Wherever the string "nose" appears in the records, return the line that holds it.

Provided records –
++++
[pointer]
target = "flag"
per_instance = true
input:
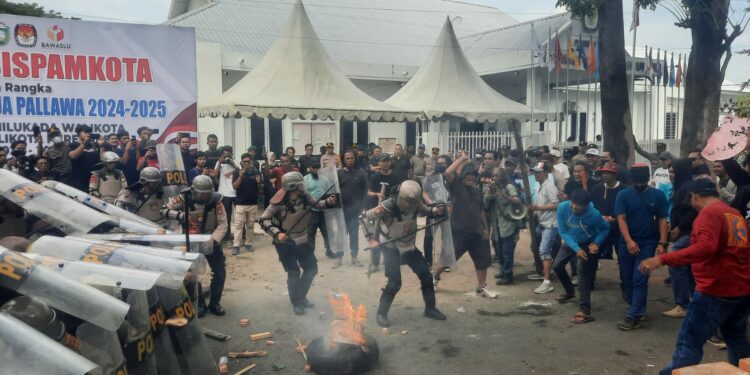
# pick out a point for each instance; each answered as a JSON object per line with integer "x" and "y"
{"x": 671, "y": 72}
{"x": 558, "y": 54}
{"x": 582, "y": 54}
{"x": 592, "y": 57}
{"x": 636, "y": 21}
{"x": 572, "y": 55}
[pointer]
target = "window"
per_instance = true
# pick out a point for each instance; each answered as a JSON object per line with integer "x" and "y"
{"x": 670, "y": 125}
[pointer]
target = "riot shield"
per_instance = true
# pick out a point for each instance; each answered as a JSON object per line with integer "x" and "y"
{"x": 57, "y": 210}
{"x": 335, "y": 221}
{"x": 442, "y": 236}
{"x": 25, "y": 350}
{"x": 101, "y": 347}
{"x": 173, "y": 174}
{"x": 101, "y": 274}
{"x": 174, "y": 270}
{"x": 166, "y": 358}
{"x": 199, "y": 243}
{"x": 139, "y": 344}
{"x": 20, "y": 274}
{"x": 194, "y": 352}
{"x": 199, "y": 260}
{"x": 130, "y": 222}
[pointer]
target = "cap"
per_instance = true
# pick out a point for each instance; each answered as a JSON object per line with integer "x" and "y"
{"x": 702, "y": 185}
{"x": 610, "y": 167}
{"x": 666, "y": 155}
{"x": 541, "y": 167}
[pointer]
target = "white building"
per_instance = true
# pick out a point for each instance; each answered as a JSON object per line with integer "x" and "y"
{"x": 380, "y": 45}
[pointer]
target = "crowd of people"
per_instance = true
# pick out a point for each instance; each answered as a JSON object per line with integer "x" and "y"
{"x": 688, "y": 214}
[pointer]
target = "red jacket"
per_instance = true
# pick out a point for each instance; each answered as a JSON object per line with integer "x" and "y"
{"x": 719, "y": 254}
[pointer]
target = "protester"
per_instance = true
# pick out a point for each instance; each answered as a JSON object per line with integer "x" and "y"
{"x": 353, "y": 186}
{"x": 719, "y": 256}
{"x": 641, "y": 215}
{"x": 468, "y": 221}
{"x": 247, "y": 182}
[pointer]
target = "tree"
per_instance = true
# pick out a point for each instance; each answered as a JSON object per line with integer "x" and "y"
{"x": 27, "y": 9}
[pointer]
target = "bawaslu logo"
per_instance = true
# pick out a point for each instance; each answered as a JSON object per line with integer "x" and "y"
{"x": 4, "y": 34}
{"x": 26, "y": 35}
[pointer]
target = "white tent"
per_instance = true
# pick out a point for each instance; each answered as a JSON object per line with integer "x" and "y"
{"x": 297, "y": 78}
{"x": 447, "y": 85}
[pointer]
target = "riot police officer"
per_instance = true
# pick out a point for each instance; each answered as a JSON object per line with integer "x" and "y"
{"x": 396, "y": 219}
{"x": 107, "y": 182}
{"x": 207, "y": 216}
{"x": 288, "y": 220}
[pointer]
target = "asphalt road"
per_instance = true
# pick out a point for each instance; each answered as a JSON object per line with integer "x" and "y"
{"x": 518, "y": 333}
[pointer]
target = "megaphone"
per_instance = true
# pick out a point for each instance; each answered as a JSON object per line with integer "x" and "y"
{"x": 517, "y": 211}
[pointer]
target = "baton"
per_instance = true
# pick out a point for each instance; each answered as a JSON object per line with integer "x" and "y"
{"x": 405, "y": 234}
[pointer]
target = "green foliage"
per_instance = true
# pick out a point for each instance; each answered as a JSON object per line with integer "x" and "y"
{"x": 27, "y": 9}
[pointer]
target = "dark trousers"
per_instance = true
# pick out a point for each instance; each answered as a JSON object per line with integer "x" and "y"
{"x": 415, "y": 261}
{"x": 587, "y": 272}
{"x": 683, "y": 283}
{"x": 705, "y": 315}
{"x": 505, "y": 249}
{"x": 217, "y": 263}
{"x": 351, "y": 217}
{"x": 293, "y": 258}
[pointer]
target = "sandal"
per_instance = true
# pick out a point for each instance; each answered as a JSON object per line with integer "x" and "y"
{"x": 581, "y": 318}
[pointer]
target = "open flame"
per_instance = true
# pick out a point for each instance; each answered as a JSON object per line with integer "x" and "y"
{"x": 348, "y": 326}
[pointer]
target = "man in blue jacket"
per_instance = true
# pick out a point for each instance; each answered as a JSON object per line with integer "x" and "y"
{"x": 582, "y": 229}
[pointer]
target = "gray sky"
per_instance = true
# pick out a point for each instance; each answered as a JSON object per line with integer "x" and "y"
{"x": 657, "y": 27}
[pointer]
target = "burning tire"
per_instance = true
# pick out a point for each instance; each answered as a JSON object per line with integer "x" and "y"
{"x": 344, "y": 359}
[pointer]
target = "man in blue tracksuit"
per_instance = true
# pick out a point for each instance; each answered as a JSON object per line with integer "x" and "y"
{"x": 582, "y": 229}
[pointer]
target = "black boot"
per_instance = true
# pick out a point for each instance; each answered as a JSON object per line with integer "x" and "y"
{"x": 386, "y": 299}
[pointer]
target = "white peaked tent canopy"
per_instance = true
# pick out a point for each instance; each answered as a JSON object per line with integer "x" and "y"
{"x": 297, "y": 78}
{"x": 447, "y": 85}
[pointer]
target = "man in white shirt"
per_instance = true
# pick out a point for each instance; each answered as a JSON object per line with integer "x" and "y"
{"x": 223, "y": 171}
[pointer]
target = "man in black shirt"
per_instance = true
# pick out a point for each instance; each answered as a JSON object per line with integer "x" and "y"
{"x": 353, "y": 185}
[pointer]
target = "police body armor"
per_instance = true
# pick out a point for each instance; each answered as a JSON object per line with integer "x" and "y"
{"x": 110, "y": 184}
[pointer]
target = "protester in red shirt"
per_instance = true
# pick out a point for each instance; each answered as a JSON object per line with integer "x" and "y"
{"x": 285, "y": 165}
{"x": 720, "y": 260}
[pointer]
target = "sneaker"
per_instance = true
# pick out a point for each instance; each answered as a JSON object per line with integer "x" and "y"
{"x": 546, "y": 287}
{"x": 482, "y": 291}
{"x": 676, "y": 312}
{"x": 629, "y": 324}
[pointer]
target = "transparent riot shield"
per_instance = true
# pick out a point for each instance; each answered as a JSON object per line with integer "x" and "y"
{"x": 57, "y": 210}
{"x": 130, "y": 222}
{"x": 138, "y": 346}
{"x": 173, "y": 174}
{"x": 101, "y": 275}
{"x": 335, "y": 221}
{"x": 199, "y": 261}
{"x": 174, "y": 270}
{"x": 199, "y": 243}
{"x": 194, "y": 352}
{"x": 442, "y": 236}
{"x": 164, "y": 349}
{"x": 25, "y": 350}
{"x": 20, "y": 274}
{"x": 101, "y": 347}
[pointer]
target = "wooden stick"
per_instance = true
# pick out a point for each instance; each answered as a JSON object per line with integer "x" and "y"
{"x": 246, "y": 369}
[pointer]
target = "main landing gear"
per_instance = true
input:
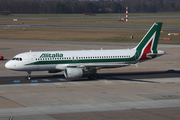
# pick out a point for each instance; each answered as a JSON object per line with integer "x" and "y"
{"x": 29, "y": 75}
{"x": 91, "y": 77}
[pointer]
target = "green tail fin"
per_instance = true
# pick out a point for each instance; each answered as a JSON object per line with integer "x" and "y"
{"x": 150, "y": 41}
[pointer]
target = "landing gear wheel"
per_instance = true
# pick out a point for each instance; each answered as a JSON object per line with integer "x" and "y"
{"x": 29, "y": 75}
{"x": 91, "y": 77}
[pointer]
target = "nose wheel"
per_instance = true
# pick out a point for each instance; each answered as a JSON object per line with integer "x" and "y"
{"x": 29, "y": 75}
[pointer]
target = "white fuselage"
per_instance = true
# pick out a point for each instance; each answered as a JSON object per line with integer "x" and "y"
{"x": 59, "y": 60}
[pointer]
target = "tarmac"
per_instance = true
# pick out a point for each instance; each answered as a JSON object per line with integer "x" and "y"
{"x": 149, "y": 91}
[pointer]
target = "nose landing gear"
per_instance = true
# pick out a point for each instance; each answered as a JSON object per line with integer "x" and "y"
{"x": 29, "y": 75}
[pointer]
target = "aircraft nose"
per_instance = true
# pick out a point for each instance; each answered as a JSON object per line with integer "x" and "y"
{"x": 8, "y": 65}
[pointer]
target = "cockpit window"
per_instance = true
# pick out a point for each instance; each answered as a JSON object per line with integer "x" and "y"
{"x": 17, "y": 59}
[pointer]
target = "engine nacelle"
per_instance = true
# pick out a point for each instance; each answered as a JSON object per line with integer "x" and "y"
{"x": 73, "y": 72}
{"x": 54, "y": 71}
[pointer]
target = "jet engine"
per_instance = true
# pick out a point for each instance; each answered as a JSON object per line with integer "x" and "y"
{"x": 73, "y": 72}
{"x": 54, "y": 71}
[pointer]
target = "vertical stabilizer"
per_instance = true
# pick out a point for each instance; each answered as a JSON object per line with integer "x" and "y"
{"x": 149, "y": 42}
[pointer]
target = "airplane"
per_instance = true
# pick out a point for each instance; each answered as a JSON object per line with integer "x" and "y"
++++
Response box –
target = "nose wheel"
target = "nose landing gear"
target = "aircraft nose"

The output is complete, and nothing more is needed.